* [Written request]: Copy the data below exactly.

** Begin **

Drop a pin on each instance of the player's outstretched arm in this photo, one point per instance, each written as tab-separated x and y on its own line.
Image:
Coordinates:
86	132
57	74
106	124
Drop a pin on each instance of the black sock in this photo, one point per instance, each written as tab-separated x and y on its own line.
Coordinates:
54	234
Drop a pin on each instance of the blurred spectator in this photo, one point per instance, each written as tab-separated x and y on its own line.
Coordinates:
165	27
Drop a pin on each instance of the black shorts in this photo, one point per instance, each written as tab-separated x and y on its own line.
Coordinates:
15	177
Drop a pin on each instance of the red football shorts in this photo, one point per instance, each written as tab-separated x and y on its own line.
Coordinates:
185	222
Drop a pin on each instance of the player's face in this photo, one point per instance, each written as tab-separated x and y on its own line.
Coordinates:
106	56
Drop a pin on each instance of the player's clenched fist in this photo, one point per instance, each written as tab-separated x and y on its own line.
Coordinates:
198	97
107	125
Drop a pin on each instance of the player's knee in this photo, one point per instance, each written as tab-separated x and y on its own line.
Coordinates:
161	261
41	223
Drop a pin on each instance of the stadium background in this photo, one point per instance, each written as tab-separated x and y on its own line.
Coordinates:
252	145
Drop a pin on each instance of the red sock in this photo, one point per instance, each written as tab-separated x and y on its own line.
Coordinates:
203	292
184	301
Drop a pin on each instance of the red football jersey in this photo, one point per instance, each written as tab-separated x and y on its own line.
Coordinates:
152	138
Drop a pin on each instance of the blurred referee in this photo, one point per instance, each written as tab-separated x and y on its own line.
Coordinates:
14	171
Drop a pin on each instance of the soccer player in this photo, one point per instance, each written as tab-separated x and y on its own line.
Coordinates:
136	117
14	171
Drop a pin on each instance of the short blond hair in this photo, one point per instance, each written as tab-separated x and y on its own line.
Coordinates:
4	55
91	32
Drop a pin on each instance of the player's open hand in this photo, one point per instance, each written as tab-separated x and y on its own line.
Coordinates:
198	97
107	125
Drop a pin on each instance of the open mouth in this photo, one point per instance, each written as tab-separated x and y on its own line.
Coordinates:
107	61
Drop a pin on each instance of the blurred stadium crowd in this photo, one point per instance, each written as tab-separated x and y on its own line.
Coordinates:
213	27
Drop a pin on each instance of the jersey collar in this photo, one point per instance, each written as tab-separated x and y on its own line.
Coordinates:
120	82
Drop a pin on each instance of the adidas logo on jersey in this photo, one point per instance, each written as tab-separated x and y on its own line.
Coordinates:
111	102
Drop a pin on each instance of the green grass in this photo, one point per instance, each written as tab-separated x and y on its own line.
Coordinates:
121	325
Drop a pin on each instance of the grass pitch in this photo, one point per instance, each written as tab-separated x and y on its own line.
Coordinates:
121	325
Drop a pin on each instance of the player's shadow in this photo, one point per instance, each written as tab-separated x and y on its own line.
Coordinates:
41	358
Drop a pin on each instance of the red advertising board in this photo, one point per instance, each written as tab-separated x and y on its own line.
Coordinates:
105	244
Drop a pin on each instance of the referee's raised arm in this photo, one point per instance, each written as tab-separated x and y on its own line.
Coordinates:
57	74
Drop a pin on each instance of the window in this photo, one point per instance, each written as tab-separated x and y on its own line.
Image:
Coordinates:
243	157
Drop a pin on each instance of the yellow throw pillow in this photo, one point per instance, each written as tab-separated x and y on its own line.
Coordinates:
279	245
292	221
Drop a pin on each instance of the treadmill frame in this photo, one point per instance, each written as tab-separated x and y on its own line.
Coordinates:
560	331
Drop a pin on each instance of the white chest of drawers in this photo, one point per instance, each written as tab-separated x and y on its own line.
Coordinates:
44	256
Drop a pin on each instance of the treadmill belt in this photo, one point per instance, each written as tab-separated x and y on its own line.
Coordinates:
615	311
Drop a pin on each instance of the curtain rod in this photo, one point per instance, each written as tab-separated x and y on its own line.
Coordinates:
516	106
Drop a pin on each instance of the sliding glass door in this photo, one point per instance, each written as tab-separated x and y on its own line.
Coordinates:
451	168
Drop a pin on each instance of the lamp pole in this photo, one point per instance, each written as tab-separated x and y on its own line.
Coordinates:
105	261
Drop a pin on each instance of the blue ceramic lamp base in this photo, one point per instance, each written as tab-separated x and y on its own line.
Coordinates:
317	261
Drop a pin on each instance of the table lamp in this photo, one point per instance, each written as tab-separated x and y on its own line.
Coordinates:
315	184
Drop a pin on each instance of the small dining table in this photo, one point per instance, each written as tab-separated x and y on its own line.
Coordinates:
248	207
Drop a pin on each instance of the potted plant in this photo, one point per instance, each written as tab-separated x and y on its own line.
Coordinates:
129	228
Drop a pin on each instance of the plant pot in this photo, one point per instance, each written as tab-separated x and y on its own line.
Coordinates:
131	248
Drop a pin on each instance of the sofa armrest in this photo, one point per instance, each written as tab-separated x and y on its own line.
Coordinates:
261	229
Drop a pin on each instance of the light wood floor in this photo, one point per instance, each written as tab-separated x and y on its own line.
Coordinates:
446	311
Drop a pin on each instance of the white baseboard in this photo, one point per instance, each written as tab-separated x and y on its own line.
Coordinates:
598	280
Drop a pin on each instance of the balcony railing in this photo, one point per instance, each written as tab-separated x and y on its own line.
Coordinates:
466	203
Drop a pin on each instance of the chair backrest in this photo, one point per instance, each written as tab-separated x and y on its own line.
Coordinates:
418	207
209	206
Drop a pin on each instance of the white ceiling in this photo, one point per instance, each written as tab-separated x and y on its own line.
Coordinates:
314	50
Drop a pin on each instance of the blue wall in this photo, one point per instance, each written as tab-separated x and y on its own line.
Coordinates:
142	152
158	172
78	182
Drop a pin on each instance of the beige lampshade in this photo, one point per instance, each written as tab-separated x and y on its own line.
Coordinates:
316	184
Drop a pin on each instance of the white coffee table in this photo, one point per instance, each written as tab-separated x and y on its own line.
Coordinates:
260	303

** End **

* [Expected answer]:
Drop a pin on each instance of the player's outstretched arm in this photo, one point per instance, each written as tab-separated x and y on its own line.
Image:
Coordinates:
86	132
57	74
106	124
Drop a pin on each instance of the black sock in this photo, one point per instance, each written as tab-separated x and y on its own line.
Coordinates:
54	234
Drop a pin on each instance of the blurred spectator in this photo, one point per instance, each written as tab-separated x and y on its own line.
Coordinates:
165	27
Drop a pin on each instance of the black shorts in this photo, one point per instance, each written as tab-separated x and y on its own line.
Coordinates:
15	177
Drop a pin on each instance of the red football shorts in this photo, one point per instance, each written as tab-separated x and y on its own line.
Coordinates:
185	222
Drop a pin on each instance of the player's face in this photo, one point per instance, each written as tab-separated x and y on its own line.
Coordinates:
106	56
Drop a pin on each instance of the player's clenched fist in this photo, one point per instance, each written as tab-separated x and y on its own line.
Coordinates:
198	97
107	125
Drop a pin on each instance of the player's knee in this photo, one point per instance, each written as tab-separated x and y on its own line.
Coordinates:
161	261
41	223
Drop a pin on each instance of the stadium background in this photo, one point per instance, each written as tab-separated x and y on its own line.
Coordinates:
252	145
Drop a pin on each instance of the red sock in this photo, one point per instance, each written as tab-separated x and y on its own line.
Coordinates:
203	292
184	301
Drop a pin on each instance of the red football jersey in this photo, one point per instance, each written as tab-separated x and y on its own line.
Coordinates:
152	138
Drop a pin on each instance of the blurred referee in this photo, one point per instance, each written as tab-separated x and y on its own line.
Coordinates:
14	171
Drop a pin on each instance of the soccer player in this photo, one point per instance, each written as tab-separated x and y on its own line.
Coordinates:
136	117
14	171
Drop a pin on each instance of the short blond hair in this photo, one point per instance, each written as tab-separated x and y on its own line.
Coordinates:
4	55
91	32
Drop a pin on each instance of the player's open hand in this photo, one point per instance, each written as tab-separated x and y on its own line.
Coordinates:
198	97
107	125
Drop a pin on each instance of the open mouth in this photo, one point per instance, each written as tab-separated x and y on its own line.
Coordinates:
107	61
Drop a pin on each instance of the blurred stadium crowd in this photo, one point per instance, each written as tab-separated x and y on its own line.
Coordinates:
213	27
Drop a pin on each instance of the jersey collar in this photo, one point per instance, each written as tab-separated x and y on its own line.
Coordinates:
120	82
Drop a pin on each instance of the adidas logo on jersey in this photo, one point per instance, each written as tab-separated x and y on its own line.
Coordinates:
111	102
Drop a pin on each instance of the green grass in this photo, one point per instance, each written as tab-separated x and y on its own line.
Coordinates:
121	325
Drop a pin on each instance of the grass pitch in this photo, one point per instance, each written as tab-separated x and y on its own line.
Coordinates:
121	325
Drop a pin on each instance of the player's shadow in this photo, one point per instance, each written as tab-separated x and y on its own line.
Coordinates:
41	358
Drop a pin on each instance of the red advertising board in this photo, one point per instance, each written as tab-separated x and y on its own line.
Coordinates:
105	244
Drop a pin on each instance of the referee's raised arm in this photo, one point per instance, each written as tab-separated x and y on its own line.
Coordinates:
57	74
Drop a pin on each instance of the window in this photo, one point per instance, each written as tab-separated x and y on its own line.
Image:
Coordinates:
243	157
Drop a pin on each instance of the yellow throw pillow in this photo, one point per instance, each written as tab-separated x and y on its own line.
Coordinates:
279	245
292	221
Drop a pin on each instance of the treadmill frame in this photo, one point per instance, each written as tab-separated x and y on its own line.
Coordinates:
560	331
Drop a pin on each instance of the white chest of drawers in this photo, one point per instance, each written as tab-separated x and y on its own line.
Coordinates:
44	256
Drop a pin on each instance of the treadmill belt in this photo, one point per instance, each written as tab-separated x and y on its own line.
Coordinates:
615	311
Drop a pin on each instance of the curtain rod in this photo, one point per instance, each written as tab-separated x and y on its own line.
Coordinates:
516	106
Drop a pin on each instance of the sliding glass door in this photo, one point per instance, each written as tab-separated x and y on its own line.
Coordinates:
451	168
Drop a pin on each instance of the lamp pole in this photo, one point per instance, each written as tab-separated x and y on its own line.
Coordinates:
105	261
Drop a pin on each instance of the blue ceramic lamp base in this photo, one point per instance, each written as tab-separated x and y on its own line.
Coordinates:
317	261
Drop a pin on each instance of the table lamp in this photo, one point per instance, each written as tab-separated x and y on its own line.
Coordinates:
315	184
Drop a pin on each instance of the small dining table in this photo, one point per instance, each written as tab-separated x and y on its own line.
Coordinates:
248	207
Drop a pin on each instance of the potted plant in this photo, one point per instance, each written as tab-separated x and y on its own line.
Coordinates:
129	228
Drop a pin on each instance of the plant pot in this photo, one point per instance, each written as tab-separated x and y on its own line.
Coordinates:
131	248
Drop a pin on each instance of the sofa armrest in this photo, one point per instance, each written as tab-separated x and y on its own line.
Coordinates:
261	229
Drop a pin on each instance of the light wood floor in this photo, one point per instance, each written as tab-separated x and y on its own line.
Coordinates:
446	311
Drop a pin on each instance of the white baseboard in this photo, one point per instance, each written as tab-separated x and y on its own line.
Coordinates:
598	280
Drop a pin on each instance of the balcony railing in this photo, one point per instance, each written as tab-separated x and y on its own line.
Coordinates:
466	203
Drop a pin on each instance of the chair backrest in this photo, one point per instance, each written as tab-separated x and y on its own line.
Coordinates:
418	207
209	206
Drop a pin on each instance of the white ceiling in this photo, one point per instance, each written as tab-separated x and y on its own line.
Coordinates:
314	50
Drop a pin on each instance of the blue wall in this photo, one point per instance, each written as tab-separated x and y on its own line.
Coordinates:
142	152
158	172
78	182
Drop a pin on each instance of the beige lampshade in this photo, one point per instance, each written as tab-separated x and y on its own line.
Coordinates:
316	184
Drop a pin on each instance of the white coffee table in this photo, one point per instance, each written as tab-separated x and y on its own line.
Coordinates:
260	303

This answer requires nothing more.